EXERCISE AIM —
Scale the material below by reproducing every line, requests included, with each x and y coordinate in the answers multiplied by 2.35 and rounded to the nearest whole number, halves rounded up. Leave all numbers in the requests and their format samples unchanged.

-------- DATA RECORDS --------

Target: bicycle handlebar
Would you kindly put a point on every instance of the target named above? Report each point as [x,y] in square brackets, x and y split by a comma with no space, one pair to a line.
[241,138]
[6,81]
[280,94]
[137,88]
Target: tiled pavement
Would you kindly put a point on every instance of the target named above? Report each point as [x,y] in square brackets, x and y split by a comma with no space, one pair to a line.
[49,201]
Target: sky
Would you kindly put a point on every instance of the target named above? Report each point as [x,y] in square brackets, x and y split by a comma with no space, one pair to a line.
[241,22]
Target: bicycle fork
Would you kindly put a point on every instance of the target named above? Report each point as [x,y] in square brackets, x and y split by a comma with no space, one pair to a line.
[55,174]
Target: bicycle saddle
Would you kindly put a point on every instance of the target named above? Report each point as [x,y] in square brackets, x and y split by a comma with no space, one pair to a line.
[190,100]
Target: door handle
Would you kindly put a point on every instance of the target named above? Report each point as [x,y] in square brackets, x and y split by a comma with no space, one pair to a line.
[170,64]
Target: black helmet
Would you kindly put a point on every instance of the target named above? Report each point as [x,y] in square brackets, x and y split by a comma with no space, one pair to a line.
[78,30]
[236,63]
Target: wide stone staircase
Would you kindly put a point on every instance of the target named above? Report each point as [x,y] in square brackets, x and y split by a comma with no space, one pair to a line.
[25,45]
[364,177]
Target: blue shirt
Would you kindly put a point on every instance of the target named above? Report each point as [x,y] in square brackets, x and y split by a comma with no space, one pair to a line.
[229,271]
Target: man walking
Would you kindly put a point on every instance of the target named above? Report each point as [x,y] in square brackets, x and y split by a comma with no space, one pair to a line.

--------

RESPONSE —
Target: bicycle handlebar
Would you kindly put a point on every instance of the target named above? Report each point as [x,y] in square brackets, x and y split by a comma with no space, one pair to a line.
[566,324]
[14,190]
[658,221]
[322,207]
Target: tiled pavement
Would you kindly put a point on every instance of the target named above? Report each point as [x,y] in square brackets, x and y split by a comma with no space, one pair to a line.
[115,472]
Target: sky
Would you kindly put a point on every instance of the target named above? Report each point as [x,y] in square brackets, x and y split by a comma with no space, one pair to a line.
[566,52]
Target: bicycle fork
Would you kindly put a point on every instance of the target named above? Report each point as [x,y] in square brackets, x and y split by a comma with no space, one pair to a line.
[129,409]
Target: bicycle saddle
Would you kindly put a point on every instance of the target named above? Report each point as [x,y] in square brackets, x and y split by a comma with no space, one pair to a line.
[447,235]
Target: door handle
Would you kindly put a point on every instance of the target named above? Report each point as [x,y] in square brackets, x and y split by a comma with no space, one pair to a line.
[400,150]
Target: black helmet
Would you kindly put a point on every instance of the target named above? Report each point as [x,y] in square brackets, x and y split by a comma with no space, one pair to a line.
[183,71]
[555,148]
Target: wide stone staircase
Would you kindly put a point on every instance of the target named above? Report each point as [x,y] in square brackets, x and y split by a comma with no space, one pair to a line.
[59,106]
[855,416]
Target: blue shirt
Would you kindly put a point on every instance of the target named above? Report each point as [x,y] in square brackets, x and y split by a comma with no space, one pair to a line.
[538,637]
Target: man walking
Would you kindly put a point on every instance of the target named above? Report each point as [x,y] in square brackets, x and y split by a comma with no space, one pair to a line.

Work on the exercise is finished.